## [Lesetext]
—————

Weniger überzeugend präsentierten sich allerdings einige Fans der Wolfsburger. Sie hängten in der Nordkurve des Stadion gleich zwei Plakate auf und wollten, so steht zu vermuten, den Klub aus der Nachbarstadt Braunschweig ärgern, der in der zweiten Liga spielt: "Blau Gelbe Schweine seht es ein", stand auf dem einen. Und auf dem anderen darunter: "Wir werden auf ewig hinter uns bleiben." Was die verwirrten Wolfsburger eigentlich sagen wollten, dürfte jedem klar sein. Wohl selten gab es so ein peinliches Plakat. Hintergrund war, dass der VfL in der ewigen Tabelle der Bundesliga die Eintracht nun überholt hat. Die Anhänger der Braunschweiger waren dankbar für diese Vorlage. Beim 1:1 gegen den MSV Duisburg am Sonntag hängten sie im Stadion an der Hamburger Straße ihrerseits ein Plakat auf: "Verein für Legastheniker: Ihr bleibt ewig hinter Euch!!!"
5. Man geht niemals so ganz
Der Trainer? Erwiesenermaßen ein Fachmann. Die Mannschaft? Teuer wie nie zuvor in der Vereinsgeschichte und auf dem Papier auch gut wie lange nicht. Der Punktestand? Tja. 24 Zähler nach 25 Spieltagen, das bedeutet Abstiegskampf für Eintracht Frankfurt. Aber wer Armin Veh am Samstag nach dem Schlusspfiff gegen den FC Ingolstadt, dieser 1:1-Niederlage im eigenen Stadion, auf der Eintracht-Bank hocken sah, schockgefroren, verbitterte Miene, der ahnte: Veh kämpft nicht mehr. Am Sonntag wurde das Scheitern des "Liebes-Revivals" (sid) offiziell verkündet. Kein Veh-Rücktritt wie beim VfB Stuttgart, wo er entnervt aufgegeben hatte und der auch in Frankfurt befürchtet (vom Vorstand) bzw. erhofft (von den Fans) worden war, sondern offiziell ein Rauswurf.

—————

## [Auszug der Datensätze]
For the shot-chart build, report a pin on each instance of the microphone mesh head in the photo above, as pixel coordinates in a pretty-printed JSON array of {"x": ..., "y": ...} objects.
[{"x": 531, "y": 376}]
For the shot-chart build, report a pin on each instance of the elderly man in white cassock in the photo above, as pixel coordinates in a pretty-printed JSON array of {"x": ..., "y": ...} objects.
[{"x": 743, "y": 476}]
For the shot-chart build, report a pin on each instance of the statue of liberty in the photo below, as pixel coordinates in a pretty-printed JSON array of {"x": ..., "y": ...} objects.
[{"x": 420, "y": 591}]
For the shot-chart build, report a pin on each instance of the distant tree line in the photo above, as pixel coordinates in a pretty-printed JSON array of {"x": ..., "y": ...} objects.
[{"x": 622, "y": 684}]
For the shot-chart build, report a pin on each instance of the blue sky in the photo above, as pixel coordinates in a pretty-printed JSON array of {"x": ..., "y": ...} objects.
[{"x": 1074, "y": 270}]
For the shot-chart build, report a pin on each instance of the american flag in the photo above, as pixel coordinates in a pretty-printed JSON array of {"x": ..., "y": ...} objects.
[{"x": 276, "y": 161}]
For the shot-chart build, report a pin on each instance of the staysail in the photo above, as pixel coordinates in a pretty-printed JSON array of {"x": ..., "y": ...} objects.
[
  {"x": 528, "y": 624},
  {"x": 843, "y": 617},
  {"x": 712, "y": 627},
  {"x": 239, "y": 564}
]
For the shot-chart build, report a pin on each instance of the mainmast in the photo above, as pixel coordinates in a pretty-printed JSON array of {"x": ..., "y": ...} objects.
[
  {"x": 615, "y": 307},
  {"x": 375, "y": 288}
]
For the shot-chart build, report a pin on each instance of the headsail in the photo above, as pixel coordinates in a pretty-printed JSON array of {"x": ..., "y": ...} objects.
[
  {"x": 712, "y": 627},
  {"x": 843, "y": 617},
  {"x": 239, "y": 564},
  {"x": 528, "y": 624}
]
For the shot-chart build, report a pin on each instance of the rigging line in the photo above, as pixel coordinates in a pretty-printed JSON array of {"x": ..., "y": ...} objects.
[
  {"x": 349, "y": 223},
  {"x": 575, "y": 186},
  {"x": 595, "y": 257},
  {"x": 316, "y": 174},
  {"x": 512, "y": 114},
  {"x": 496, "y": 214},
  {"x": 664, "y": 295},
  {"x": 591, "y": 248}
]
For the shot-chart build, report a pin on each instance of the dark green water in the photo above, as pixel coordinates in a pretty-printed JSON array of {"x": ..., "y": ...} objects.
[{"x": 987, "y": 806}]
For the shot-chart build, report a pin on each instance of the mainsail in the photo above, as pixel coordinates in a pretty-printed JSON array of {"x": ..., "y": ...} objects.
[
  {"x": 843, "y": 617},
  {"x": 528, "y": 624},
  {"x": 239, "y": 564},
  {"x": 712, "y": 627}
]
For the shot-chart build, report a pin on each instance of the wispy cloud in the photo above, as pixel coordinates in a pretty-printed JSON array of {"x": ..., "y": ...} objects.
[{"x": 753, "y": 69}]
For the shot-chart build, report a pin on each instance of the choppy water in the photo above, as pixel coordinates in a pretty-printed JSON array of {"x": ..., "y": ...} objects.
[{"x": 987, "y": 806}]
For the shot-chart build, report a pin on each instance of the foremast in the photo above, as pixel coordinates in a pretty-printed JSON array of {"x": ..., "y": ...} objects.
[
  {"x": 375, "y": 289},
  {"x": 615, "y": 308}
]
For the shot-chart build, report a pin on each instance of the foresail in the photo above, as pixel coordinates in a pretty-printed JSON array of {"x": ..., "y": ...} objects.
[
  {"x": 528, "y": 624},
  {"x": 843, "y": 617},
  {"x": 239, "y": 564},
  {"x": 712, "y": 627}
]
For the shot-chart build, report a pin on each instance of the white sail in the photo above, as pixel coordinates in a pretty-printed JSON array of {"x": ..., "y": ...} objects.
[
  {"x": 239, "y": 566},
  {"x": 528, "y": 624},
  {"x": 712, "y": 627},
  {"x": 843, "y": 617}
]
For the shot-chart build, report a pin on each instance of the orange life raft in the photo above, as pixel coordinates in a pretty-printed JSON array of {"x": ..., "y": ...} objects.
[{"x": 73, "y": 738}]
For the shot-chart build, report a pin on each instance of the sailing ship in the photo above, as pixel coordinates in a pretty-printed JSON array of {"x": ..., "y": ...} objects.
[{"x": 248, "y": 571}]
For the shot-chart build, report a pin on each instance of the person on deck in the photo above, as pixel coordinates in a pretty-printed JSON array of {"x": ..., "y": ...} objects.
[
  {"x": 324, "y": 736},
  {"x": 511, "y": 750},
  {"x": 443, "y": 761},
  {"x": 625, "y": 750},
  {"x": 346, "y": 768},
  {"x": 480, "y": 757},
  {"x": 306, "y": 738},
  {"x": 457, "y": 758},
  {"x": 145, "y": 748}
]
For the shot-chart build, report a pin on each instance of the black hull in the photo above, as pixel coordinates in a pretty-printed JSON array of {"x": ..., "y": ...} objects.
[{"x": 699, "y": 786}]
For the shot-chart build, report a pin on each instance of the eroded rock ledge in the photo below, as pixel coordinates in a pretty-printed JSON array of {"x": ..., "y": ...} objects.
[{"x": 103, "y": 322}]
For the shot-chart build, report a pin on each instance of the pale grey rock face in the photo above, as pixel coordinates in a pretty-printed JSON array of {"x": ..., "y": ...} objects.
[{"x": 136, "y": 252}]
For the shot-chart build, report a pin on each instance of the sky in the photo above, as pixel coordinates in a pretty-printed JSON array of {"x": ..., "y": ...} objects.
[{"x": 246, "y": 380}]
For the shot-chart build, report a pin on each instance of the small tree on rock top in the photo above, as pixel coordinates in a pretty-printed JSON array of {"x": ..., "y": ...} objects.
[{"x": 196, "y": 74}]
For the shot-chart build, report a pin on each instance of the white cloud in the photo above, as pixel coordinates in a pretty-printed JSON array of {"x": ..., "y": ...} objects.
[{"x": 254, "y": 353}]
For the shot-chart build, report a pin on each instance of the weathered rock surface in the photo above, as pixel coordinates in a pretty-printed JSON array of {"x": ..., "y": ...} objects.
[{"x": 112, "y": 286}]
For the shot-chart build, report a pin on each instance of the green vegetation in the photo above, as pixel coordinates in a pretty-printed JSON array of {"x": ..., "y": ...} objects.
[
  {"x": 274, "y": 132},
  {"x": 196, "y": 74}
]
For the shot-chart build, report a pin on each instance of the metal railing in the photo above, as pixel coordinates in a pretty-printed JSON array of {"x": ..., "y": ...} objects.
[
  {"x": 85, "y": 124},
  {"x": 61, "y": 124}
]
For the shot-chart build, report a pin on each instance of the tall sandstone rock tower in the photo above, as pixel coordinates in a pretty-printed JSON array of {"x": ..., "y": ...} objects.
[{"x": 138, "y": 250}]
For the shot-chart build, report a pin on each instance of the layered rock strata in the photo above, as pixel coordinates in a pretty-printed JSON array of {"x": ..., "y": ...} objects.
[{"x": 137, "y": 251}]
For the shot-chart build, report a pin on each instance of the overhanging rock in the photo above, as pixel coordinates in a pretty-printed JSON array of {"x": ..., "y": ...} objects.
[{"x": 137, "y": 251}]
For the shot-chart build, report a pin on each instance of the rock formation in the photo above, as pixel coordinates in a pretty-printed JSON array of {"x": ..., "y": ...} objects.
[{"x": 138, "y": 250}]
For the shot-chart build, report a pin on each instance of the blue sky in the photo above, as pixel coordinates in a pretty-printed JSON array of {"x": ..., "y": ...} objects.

—————

## [Aufgabenstellung]
Schreiben Sie den Abschnitt des Lesetexts, der mit „5. Man geht“ anfängt und sich bis „offiziell ein Rauswurf.“ erstreckt, Wort für Wort ab. Die Datensätze stammen aus einer anderen Quelle als der Lesetext.

## [Lösung]
5. Man geht niemals so ganz
Der Trainer? Erwiesenermaßen ein Fachmann. Die Mannschaft? Teuer wie nie zuvor in der Vereinsgeschichte und auf dem Papier auch gut wie lange nicht. Der Punktestand? Tja. 24 Zähler nach 25 Spieltagen, das bedeutet Abstiegskampf für Eintracht Frankfurt. Aber wer Armin Veh am Samstag nach dem Schlusspfiff gegen den FC Ingolstadt, dieser 1:1-Niederlage im eigenen Stadion, auf der Eintracht-Bank hocken sah, schockgefroren, verbitterte Miene, der ahnte: Veh kämpft nicht mehr. Am Sonntag wurde das Scheitern des "Liebes-Revivals" (sid) offiziell verkündet. Kein Veh-Rücktritt wie beim VfB Stuttgart, wo er entnervt aufgegeben hatte und der auch in Frankfurt befürchtet (vom Vorstand) bzw. erhofft (von den Fans) worden war, sondern offiziell ein Rauswurf.